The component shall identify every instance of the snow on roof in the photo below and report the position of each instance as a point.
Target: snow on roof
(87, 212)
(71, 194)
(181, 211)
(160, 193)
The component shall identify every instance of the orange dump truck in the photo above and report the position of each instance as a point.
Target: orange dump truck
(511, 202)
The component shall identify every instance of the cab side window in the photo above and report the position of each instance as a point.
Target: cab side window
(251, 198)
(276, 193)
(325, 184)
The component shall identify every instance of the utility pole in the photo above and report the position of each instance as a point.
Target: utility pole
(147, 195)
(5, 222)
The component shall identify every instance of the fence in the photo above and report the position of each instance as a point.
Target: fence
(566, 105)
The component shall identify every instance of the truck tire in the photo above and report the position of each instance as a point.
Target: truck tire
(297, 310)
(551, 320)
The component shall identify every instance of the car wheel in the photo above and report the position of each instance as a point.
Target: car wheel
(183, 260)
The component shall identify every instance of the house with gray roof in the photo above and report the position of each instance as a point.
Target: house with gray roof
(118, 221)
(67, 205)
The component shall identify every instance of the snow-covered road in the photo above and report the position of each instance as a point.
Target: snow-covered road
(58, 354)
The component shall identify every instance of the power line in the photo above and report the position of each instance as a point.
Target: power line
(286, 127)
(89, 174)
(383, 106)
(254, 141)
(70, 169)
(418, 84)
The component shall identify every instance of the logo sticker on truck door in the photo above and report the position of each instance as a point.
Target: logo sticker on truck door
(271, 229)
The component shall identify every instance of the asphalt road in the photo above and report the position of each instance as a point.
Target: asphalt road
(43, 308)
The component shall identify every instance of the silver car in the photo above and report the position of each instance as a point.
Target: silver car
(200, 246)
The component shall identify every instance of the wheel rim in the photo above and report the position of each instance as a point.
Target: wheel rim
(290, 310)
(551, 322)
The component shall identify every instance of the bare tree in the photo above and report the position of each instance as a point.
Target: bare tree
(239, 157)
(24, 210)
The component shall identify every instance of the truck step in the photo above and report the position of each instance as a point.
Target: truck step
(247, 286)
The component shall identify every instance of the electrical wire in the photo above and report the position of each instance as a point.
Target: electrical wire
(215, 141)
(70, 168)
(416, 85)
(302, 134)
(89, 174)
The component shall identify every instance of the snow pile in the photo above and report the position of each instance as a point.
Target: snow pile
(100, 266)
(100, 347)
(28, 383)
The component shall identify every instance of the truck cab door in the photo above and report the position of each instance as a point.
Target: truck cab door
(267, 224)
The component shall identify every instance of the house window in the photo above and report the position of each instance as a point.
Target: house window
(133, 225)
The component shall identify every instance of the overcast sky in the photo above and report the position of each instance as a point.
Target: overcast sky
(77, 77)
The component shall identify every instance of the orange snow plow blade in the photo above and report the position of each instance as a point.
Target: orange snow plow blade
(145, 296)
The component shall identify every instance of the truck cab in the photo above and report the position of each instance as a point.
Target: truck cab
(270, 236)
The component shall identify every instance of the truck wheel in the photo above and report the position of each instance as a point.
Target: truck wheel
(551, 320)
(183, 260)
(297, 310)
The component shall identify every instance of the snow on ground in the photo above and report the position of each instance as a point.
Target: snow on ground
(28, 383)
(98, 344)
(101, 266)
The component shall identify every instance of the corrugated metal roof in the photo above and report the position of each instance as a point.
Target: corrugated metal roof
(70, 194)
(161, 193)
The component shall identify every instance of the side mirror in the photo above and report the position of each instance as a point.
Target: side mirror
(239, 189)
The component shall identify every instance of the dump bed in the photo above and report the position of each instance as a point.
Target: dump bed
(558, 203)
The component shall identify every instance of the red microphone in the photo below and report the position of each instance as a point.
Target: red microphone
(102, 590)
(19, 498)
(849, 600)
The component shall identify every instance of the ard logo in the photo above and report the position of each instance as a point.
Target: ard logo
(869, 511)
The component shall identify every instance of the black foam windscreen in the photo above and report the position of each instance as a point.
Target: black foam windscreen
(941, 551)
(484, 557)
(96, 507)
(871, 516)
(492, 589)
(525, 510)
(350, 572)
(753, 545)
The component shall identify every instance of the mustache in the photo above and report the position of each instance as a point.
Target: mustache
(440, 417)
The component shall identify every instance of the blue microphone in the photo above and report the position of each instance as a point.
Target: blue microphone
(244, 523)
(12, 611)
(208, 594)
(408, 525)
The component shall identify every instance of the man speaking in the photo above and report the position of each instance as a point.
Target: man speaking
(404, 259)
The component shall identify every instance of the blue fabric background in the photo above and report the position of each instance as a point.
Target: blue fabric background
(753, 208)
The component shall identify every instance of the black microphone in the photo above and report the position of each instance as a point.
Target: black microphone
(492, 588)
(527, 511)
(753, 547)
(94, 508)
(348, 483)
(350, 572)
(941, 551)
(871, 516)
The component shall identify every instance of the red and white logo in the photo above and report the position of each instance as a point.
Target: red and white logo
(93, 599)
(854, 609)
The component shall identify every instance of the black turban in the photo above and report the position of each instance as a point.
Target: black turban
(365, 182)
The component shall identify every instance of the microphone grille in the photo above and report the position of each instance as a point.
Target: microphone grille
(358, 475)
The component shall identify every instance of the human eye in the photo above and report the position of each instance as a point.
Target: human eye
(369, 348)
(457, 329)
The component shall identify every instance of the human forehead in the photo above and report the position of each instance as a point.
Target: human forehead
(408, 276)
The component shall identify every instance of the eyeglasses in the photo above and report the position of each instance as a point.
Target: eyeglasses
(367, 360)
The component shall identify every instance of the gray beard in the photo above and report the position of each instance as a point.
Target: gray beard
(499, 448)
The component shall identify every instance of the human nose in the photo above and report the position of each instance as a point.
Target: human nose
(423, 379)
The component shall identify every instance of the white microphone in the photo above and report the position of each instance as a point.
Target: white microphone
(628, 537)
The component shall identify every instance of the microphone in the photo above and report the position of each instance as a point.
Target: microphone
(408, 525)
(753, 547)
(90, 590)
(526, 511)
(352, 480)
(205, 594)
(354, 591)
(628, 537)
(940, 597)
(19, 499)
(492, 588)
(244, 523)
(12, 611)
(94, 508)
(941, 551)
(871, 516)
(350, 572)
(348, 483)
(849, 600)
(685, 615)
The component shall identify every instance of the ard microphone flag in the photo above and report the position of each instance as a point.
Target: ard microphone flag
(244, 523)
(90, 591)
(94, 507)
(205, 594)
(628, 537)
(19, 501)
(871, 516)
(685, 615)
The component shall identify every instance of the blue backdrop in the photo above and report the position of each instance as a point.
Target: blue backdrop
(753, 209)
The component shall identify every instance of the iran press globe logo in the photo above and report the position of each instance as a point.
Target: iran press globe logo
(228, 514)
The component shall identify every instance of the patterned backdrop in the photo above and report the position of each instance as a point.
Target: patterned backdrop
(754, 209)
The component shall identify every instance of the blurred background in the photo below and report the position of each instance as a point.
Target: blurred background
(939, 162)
▬▬▬▬▬▬▬▬▬▬
*DIRECTIONS FOR THIS TASK*:
Can you quote exactly the lines from the one containing "the human forehead" through the last line of the records above, and nothing else?

*TASK RESPONSE*:
The component shall identify every instance of the human forehead in the photo above and report the position of each instance as a point.
Target: human forehead
(408, 276)
The component shall identify every instance of the eyeglasses in the photo above and report the position of each instance as a point.
Target: eyeglasses
(367, 360)
The component shall identify every instance of the gray beard in the photo above and report the position of each instance as a point.
Target: gray beard
(499, 448)
The component shall identify every instance of the human nose in the photo above and report the position of each instance as a point.
Target: human nose
(423, 379)
The component shall identify every instance of the white microphone in the photo above and report the position of each instance as a point.
Target: white microphone
(628, 537)
The component shall identify every instance of the microphone in the photo above and report the position of each instance as a point.
Target: microphone
(408, 525)
(753, 547)
(90, 590)
(526, 511)
(352, 480)
(205, 594)
(354, 591)
(628, 537)
(940, 597)
(19, 499)
(492, 588)
(244, 523)
(12, 611)
(94, 508)
(941, 551)
(871, 516)
(350, 572)
(348, 483)
(849, 600)
(685, 615)
The component shall identify every instance of the ard microphone flag in the photo above and report the position of each instance as a point.
Target: ard microphone flag
(244, 523)
(90, 591)
(94, 507)
(205, 594)
(628, 537)
(19, 501)
(871, 516)
(685, 615)
The component shall identify every instance of the blue backdrop in the photo above and report the position of each instance as a point.
Target: blue backdrop
(753, 209)
The component shall identify every instance of the iran press globe logo in the photo above and report the position of each instance as a point.
Target: iran press globe logo
(228, 514)
The component shall identify every instance of the patterned backdrop in the photo above and report the position of each instance as a point.
Target: patterned backdrop
(754, 209)
The component shall identify every instance of the blurred background in the photo below and report the position of each instance as a point.
Target: blurred background
(939, 162)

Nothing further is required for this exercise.